Annotated coordinate records:
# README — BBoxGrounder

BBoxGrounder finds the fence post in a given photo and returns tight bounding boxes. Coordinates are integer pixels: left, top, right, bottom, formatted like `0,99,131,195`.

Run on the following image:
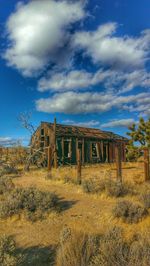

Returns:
144,148,150,181
54,118,58,169
77,149,81,185
115,144,122,183
47,146,52,178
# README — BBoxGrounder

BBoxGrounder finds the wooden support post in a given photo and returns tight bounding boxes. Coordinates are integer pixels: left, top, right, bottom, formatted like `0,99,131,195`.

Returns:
54,118,58,169
47,147,52,178
115,144,122,182
144,148,150,181
82,138,85,164
109,142,113,163
101,141,104,162
106,143,109,163
76,138,78,164
61,137,65,165
90,141,93,163
77,149,81,185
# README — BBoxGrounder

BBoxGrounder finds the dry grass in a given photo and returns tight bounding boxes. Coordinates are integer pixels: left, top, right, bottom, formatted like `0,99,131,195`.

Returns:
0,162,150,266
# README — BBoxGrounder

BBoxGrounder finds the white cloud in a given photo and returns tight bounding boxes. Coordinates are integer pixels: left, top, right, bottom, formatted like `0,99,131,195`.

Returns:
4,0,85,76
38,70,93,91
72,23,150,69
62,120,100,127
100,118,135,128
38,69,150,93
36,92,150,114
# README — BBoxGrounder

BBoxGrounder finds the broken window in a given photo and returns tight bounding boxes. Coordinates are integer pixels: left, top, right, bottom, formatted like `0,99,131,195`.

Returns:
92,142,99,158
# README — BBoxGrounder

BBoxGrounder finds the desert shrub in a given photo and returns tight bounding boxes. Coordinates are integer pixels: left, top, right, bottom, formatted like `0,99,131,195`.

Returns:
113,200,147,223
56,226,150,266
0,236,23,266
89,226,129,266
0,176,14,194
106,179,128,197
82,179,106,193
0,165,18,176
129,232,150,266
82,178,134,197
0,187,58,221
140,190,150,209
56,228,98,266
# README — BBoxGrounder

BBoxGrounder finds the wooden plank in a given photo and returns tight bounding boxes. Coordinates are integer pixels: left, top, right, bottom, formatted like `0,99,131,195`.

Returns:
115,144,122,182
144,148,150,181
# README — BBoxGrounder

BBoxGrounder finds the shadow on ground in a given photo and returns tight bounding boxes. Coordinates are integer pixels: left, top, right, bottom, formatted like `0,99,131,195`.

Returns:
18,246,56,266
59,197,78,212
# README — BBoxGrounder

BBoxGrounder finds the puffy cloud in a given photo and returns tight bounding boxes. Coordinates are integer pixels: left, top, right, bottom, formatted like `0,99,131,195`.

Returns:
4,0,85,76
101,118,135,128
36,92,150,114
38,69,150,93
73,23,150,69
38,70,93,91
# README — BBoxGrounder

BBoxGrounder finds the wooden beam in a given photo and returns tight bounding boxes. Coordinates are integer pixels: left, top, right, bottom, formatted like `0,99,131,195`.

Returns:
144,148,150,181
115,144,122,182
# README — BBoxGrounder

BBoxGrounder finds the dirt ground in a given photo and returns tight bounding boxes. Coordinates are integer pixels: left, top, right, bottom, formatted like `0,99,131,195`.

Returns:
0,163,150,266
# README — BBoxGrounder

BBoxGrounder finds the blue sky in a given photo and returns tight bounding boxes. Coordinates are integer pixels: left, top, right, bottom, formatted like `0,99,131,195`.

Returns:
0,0,150,144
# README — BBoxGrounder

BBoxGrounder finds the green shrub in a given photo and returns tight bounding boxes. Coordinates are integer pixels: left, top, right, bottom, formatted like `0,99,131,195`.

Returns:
0,236,23,266
0,176,14,194
113,200,148,223
0,187,58,221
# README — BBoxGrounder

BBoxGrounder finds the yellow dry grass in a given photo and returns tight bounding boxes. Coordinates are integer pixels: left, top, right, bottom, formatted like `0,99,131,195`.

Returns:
0,162,150,265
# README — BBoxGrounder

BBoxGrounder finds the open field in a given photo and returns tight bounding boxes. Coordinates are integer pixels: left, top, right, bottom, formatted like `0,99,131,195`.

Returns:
0,162,150,266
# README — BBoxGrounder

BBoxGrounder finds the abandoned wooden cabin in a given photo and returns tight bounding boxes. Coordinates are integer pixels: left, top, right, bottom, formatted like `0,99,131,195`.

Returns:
31,121,127,165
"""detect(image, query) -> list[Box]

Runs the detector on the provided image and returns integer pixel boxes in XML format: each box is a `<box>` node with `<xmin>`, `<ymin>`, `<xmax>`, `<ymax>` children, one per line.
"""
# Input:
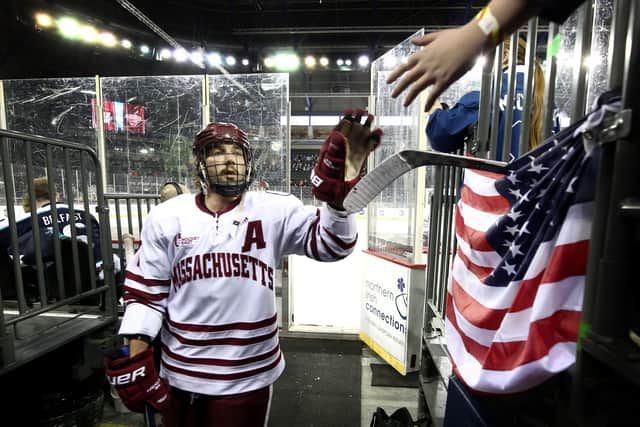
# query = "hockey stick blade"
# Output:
<box><xmin>344</xmin><ymin>150</ymin><xmax>507</xmax><ymax>213</ymax></box>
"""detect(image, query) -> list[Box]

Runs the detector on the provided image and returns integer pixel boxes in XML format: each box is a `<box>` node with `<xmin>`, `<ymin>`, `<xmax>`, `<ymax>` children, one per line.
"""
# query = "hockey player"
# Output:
<box><xmin>105</xmin><ymin>110</ymin><xmax>382</xmax><ymax>427</ymax></box>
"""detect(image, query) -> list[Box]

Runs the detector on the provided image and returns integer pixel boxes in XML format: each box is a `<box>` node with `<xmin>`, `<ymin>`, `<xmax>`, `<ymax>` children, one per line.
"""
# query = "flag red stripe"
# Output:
<box><xmin>456</xmin><ymin>209</ymin><xmax>494</xmax><ymax>252</ymax></box>
<box><xmin>461</xmin><ymin>185</ymin><xmax>509</xmax><ymax>215</ymax></box>
<box><xmin>446</xmin><ymin>293</ymin><xmax>581</xmax><ymax>371</ymax></box>
<box><xmin>457</xmin><ymin>246</ymin><xmax>493</xmax><ymax>281</ymax></box>
<box><xmin>452</xmin><ymin>241</ymin><xmax>589</xmax><ymax>318</ymax></box>
<box><xmin>471</xmin><ymin>169</ymin><xmax>506</xmax><ymax>181</ymax></box>
<box><xmin>509</xmin><ymin>240</ymin><xmax>589</xmax><ymax>313</ymax></box>
<box><xmin>450</xmin><ymin>278</ymin><xmax>507</xmax><ymax>330</ymax></box>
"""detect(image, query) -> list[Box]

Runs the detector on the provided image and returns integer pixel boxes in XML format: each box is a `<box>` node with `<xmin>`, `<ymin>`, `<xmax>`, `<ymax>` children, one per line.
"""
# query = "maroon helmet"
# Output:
<box><xmin>192</xmin><ymin>123</ymin><xmax>253</xmax><ymax>196</ymax></box>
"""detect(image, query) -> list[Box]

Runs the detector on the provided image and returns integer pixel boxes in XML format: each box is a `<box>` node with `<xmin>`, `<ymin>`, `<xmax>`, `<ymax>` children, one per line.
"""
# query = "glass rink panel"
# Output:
<box><xmin>368</xmin><ymin>30</ymin><xmax>424</xmax><ymax>262</ymax></box>
<box><xmin>209</xmin><ymin>73</ymin><xmax>290</xmax><ymax>192</ymax></box>
<box><xmin>100</xmin><ymin>76</ymin><xmax>204</xmax><ymax>194</ymax></box>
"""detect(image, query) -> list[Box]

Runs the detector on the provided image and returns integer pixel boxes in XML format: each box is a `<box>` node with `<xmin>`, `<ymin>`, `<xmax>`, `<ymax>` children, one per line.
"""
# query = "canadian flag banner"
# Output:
<box><xmin>91</xmin><ymin>98</ymin><xmax>145</xmax><ymax>134</ymax></box>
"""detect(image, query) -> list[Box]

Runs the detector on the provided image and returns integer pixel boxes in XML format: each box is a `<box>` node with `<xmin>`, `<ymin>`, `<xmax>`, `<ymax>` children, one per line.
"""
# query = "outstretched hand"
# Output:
<box><xmin>311</xmin><ymin>109</ymin><xmax>382</xmax><ymax>209</ymax></box>
<box><xmin>387</xmin><ymin>22</ymin><xmax>486</xmax><ymax>111</ymax></box>
<box><xmin>334</xmin><ymin>109</ymin><xmax>382</xmax><ymax>181</ymax></box>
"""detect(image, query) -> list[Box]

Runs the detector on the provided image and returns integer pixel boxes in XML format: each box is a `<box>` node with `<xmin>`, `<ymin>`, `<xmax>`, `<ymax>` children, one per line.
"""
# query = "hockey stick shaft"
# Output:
<box><xmin>144</xmin><ymin>405</ymin><xmax>156</xmax><ymax>427</ymax></box>
<box><xmin>344</xmin><ymin>150</ymin><xmax>507</xmax><ymax>213</ymax></box>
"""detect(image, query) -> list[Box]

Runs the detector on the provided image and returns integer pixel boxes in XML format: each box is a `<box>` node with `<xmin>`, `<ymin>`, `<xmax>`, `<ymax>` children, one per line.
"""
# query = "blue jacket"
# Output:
<box><xmin>426</xmin><ymin>66</ymin><xmax>524</xmax><ymax>160</ymax></box>
<box><xmin>0</xmin><ymin>203</ymin><xmax>102</xmax><ymax>265</ymax></box>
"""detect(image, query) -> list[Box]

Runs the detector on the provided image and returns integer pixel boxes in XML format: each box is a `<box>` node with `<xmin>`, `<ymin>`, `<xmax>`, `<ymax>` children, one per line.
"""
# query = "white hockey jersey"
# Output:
<box><xmin>119</xmin><ymin>191</ymin><xmax>357</xmax><ymax>395</ymax></box>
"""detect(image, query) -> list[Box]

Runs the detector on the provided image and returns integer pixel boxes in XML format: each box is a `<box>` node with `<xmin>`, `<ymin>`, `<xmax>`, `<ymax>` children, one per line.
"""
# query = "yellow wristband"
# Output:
<box><xmin>474</xmin><ymin>6</ymin><xmax>502</xmax><ymax>45</ymax></box>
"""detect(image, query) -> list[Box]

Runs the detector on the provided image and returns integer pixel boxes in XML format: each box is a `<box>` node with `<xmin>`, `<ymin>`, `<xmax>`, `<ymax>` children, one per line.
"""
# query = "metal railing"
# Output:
<box><xmin>0</xmin><ymin>130</ymin><xmax>116</xmax><ymax>373</ymax></box>
<box><xmin>420</xmin><ymin>0</ymin><xmax>640</xmax><ymax>426</ymax></box>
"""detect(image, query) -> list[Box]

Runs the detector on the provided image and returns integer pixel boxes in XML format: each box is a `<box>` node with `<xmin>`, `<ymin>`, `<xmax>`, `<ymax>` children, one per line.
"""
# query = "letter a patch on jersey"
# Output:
<box><xmin>242</xmin><ymin>221</ymin><xmax>266</xmax><ymax>252</ymax></box>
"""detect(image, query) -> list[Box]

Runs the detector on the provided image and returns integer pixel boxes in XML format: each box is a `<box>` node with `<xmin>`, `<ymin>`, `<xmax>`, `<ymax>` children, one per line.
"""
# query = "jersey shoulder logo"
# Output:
<box><xmin>173</xmin><ymin>233</ymin><xmax>200</xmax><ymax>248</ymax></box>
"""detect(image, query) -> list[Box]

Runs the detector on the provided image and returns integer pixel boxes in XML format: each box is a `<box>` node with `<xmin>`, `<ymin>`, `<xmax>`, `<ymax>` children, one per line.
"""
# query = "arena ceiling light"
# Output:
<box><xmin>80</xmin><ymin>25</ymin><xmax>98</xmax><ymax>43</ymax></box>
<box><xmin>173</xmin><ymin>47</ymin><xmax>189</xmax><ymax>62</ymax></box>
<box><xmin>36</xmin><ymin>12</ymin><xmax>53</xmax><ymax>28</ymax></box>
<box><xmin>56</xmin><ymin>16</ymin><xmax>81</xmax><ymax>39</ymax></box>
<box><xmin>207</xmin><ymin>52</ymin><xmax>222</xmax><ymax>67</ymax></box>
<box><xmin>304</xmin><ymin>55</ymin><xmax>316</xmax><ymax>68</ymax></box>
<box><xmin>273</xmin><ymin>53</ymin><xmax>300</xmax><ymax>71</ymax></box>
<box><xmin>98</xmin><ymin>31</ymin><xmax>118</xmax><ymax>47</ymax></box>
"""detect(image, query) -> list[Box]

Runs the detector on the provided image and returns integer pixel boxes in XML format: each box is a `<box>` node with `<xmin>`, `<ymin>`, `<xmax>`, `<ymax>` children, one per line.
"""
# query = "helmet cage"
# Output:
<box><xmin>193</xmin><ymin>123</ymin><xmax>253</xmax><ymax>197</ymax></box>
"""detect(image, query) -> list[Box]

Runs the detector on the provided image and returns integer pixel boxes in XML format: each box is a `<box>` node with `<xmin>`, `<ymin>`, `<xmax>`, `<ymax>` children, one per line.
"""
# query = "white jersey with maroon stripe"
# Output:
<box><xmin>119</xmin><ymin>191</ymin><xmax>357</xmax><ymax>395</ymax></box>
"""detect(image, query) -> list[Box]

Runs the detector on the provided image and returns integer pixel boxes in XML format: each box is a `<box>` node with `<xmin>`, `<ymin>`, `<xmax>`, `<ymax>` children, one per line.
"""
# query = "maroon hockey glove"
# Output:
<box><xmin>104</xmin><ymin>347</ymin><xmax>169</xmax><ymax>412</ymax></box>
<box><xmin>311</xmin><ymin>109</ymin><xmax>382</xmax><ymax>209</ymax></box>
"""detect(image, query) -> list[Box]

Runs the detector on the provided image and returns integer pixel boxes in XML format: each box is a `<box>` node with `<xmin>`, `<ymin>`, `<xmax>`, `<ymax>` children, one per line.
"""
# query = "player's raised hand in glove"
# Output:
<box><xmin>311</xmin><ymin>109</ymin><xmax>382</xmax><ymax>209</ymax></box>
<box><xmin>104</xmin><ymin>347</ymin><xmax>169</xmax><ymax>412</ymax></box>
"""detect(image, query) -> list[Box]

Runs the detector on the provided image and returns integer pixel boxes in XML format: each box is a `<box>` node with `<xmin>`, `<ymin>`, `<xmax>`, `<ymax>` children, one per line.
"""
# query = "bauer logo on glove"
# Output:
<box><xmin>311</xmin><ymin>109</ymin><xmax>382</xmax><ymax>209</ymax></box>
<box><xmin>104</xmin><ymin>347</ymin><xmax>169</xmax><ymax>412</ymax></box>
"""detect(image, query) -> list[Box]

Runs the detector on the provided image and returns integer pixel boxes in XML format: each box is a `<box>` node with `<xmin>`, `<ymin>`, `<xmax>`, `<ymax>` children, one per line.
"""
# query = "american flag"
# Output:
<box><xmin>445</xmin><ymin>117</ymin><xmax>598</xmax><ymax>394</ymax></box>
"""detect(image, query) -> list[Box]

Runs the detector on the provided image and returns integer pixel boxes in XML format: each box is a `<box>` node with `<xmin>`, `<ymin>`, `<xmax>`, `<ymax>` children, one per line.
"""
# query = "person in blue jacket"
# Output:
<box><xmin>0</xmin><ymin>177</ymin><xmax>102</xmax><ymax>266</ymax></box>
<box><xmin>426</xmin><ymin>39</ymin><xmax>544</xmax><ymax>161</ymax></box>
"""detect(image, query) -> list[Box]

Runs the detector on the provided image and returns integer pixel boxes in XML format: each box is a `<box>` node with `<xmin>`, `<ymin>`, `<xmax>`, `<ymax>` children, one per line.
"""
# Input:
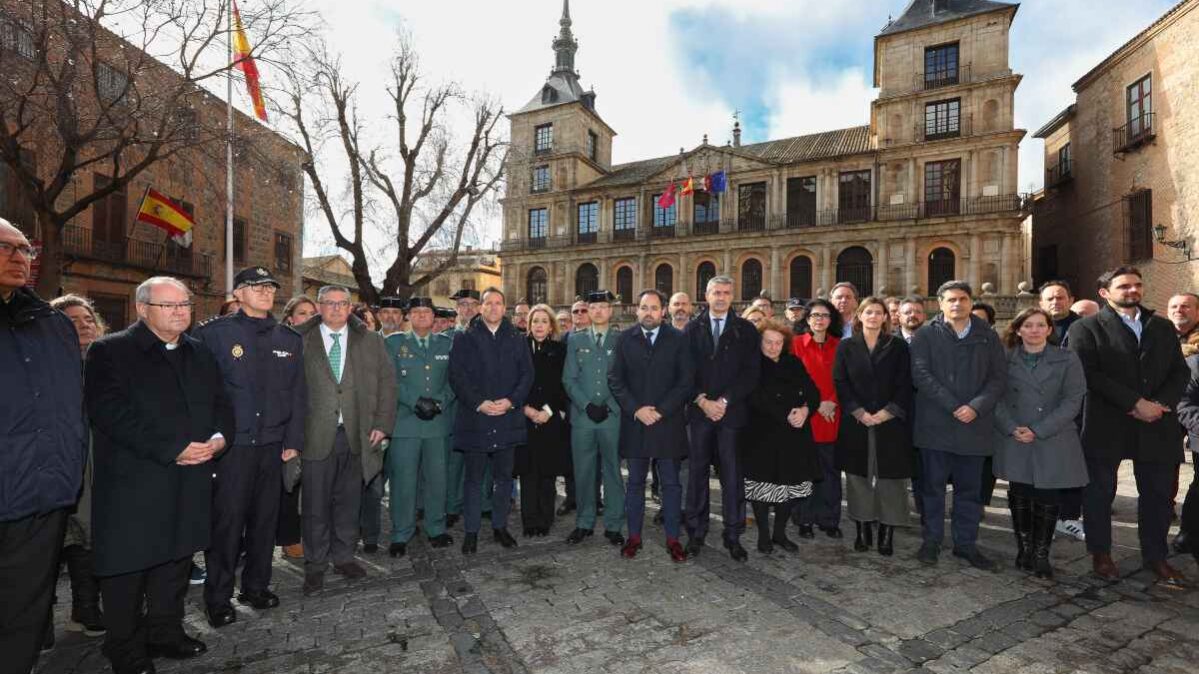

● Set task
Please present the lines from the very first one above through the line containing "92,142,99,158", both included, as a Markdown table with the columns Row and Line. Omit blank lines and leave the pictures out.

● Answer to the problem
| Row | Line |
|---|---|
| 1 | # README — BBoxGrounder |
| 2 | BBoxGrounder finds the fence post in a given photo and returns tight bounding boxes. Coordinates are integer pixels: left, top, right, bottom, formatted like `0,99,131,195`. |
| 3 | Run on the following image: |
| 4 | Returns: |
| 5 | 144,148,150,181 |
| 6 | 54,118,58,169 |
| 7 | 77,149,81,185 |
| 8 | 115,144,122,183 |
| 9 | 47,146,52,178 |
| 10 | # README — BBoxGrounder |
| 11 | BBoxGrounder finds the wooden support post in a given photo and returns tight bounding boxes. Coordinates are integer pixels: left, top, right, bottom, formatted like `0,99,131,195`. |
| 12 | Returns: |
| 13 | 54,118,58,169 |
| 14 | 47,147,52,178 |
| 15 | 115,144,122,182 |
| 16 | 144,148,150,181 |
| 17 | 82,138,85,164 |
| 18 | 109,142,113,163 |
| 19 | 101,141,104,162 |
| 20 | 106,143,109,163 |
| 21 | 76,138,78,164 |
| 22 | 61,137,65,165 |
| 23 | 90,141,93,163 |
| 24 | 77,149,81,185 |
| 25 | # README — BBoxGrounder |
| 26 | BBoxGrounder finds the dry grass in a given photo and returns tight bounding boxes. Coordinates are integer pixels: left, top, right, bottom, formatted like `0,99,131,195`. |
| 27 | Returns: |
| 28 | 0,162,150,266 |
| 29 | # README — BBoxGrounder |
| 30 | BBoxGrounder finds the white cloud in a given photo and returns tight bounding boxes. Coordinates are integer pixels: left, top, right, bottom, formatted like `0,99,131,195`. |
| 31 | Returns: |
| 32 | 4,0,85,76 |
| 33 | 38,70,93,91 |
| 34 | 72,23,150,69 |
| 35 | 62,120,100,127 |
| 36 | 100,118,135,128 |
| 37 | 38,69,150,93 |
| 38 | 36,92,150,114 |
| 39 | # README — BBoxGrounder |
| 40 | BBoxGrounder finds the broken window in a given photo and returns tight bounding boxes. Coordinates are integer pixels: left, top, right, bottom, formatted like `0,99,131,195`. |
| 41 | Returns: |
| 42 | 92,142,99,158 |